■ TEXT SEGMENT ■
I've finished runs of kuangliu's code for ResNet50, DenseNet121, and DPN92.

I did recently find a bug in netharn, that would cause the learning rate schedule to be slightly off, which I assume accounts for the discrepancy between my netharn numbers and when I reran kuangliu's scripts. However, the discrepancy between my runs of ResNet50 and kuangliu's is still very real.

Here is my results table:

          model |  kuangliu  | rerun-kuangliu  |  netharn |
    -------------------------------------------------------
    ResNet50    |    93.62%  |         95.370% |  95.72%  |  <- how did that happen?
    DenseNet121 |    95.04%  |         95.420% |  94.47%  |
    DPN92       |    95.16%  |         95.410% |  94.92%  |

The first column is kuangliu's reported accuracy, the second column is me running kuangliu's code, and the final column is using my own training harness (handles logging and whatnot) called netharn.

EDIT: I recently learned that CuDNN is non-determenistic by default, so that can also account for some minor discrepancy between results, but I don't think its enough to explain away these findings.

AlphaQi commented 6 years ago

我使用作者的code进行训练,使用20层的resnet,竟然达到了95.04%的准确率,表示震惊,这还没有用其他技巧

willyqin commented 6 years ago

Accuracy of ResNet18 is much higher than reported too.

[A run of entries]
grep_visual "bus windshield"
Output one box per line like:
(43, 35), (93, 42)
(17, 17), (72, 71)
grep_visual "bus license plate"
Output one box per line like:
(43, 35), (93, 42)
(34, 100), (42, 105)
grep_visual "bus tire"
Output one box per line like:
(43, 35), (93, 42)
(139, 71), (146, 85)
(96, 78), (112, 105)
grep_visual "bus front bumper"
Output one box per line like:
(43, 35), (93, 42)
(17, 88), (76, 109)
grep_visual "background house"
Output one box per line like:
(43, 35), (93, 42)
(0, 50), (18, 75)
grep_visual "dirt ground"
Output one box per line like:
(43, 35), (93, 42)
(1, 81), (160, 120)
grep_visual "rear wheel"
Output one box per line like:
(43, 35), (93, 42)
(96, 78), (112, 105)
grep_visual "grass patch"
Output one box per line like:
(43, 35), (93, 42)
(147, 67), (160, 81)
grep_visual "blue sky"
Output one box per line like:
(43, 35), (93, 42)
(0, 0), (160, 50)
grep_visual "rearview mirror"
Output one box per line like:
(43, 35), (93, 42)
* * *
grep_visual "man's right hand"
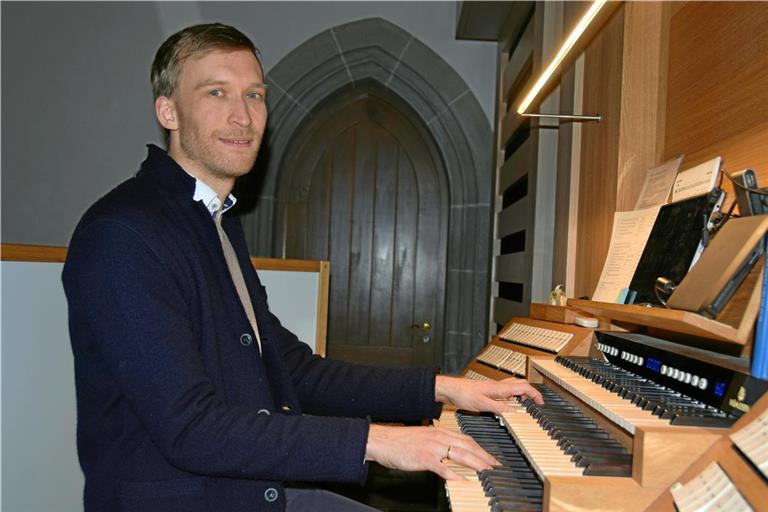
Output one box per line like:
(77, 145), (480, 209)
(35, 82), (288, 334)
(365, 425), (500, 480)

■ INSTRUCTION ■
In the forum thread, what does the poster say a bug found in netharn would cause?

■ WRITTEN SOLUTION ■
It would cause the learning rate schedule to be slightly off.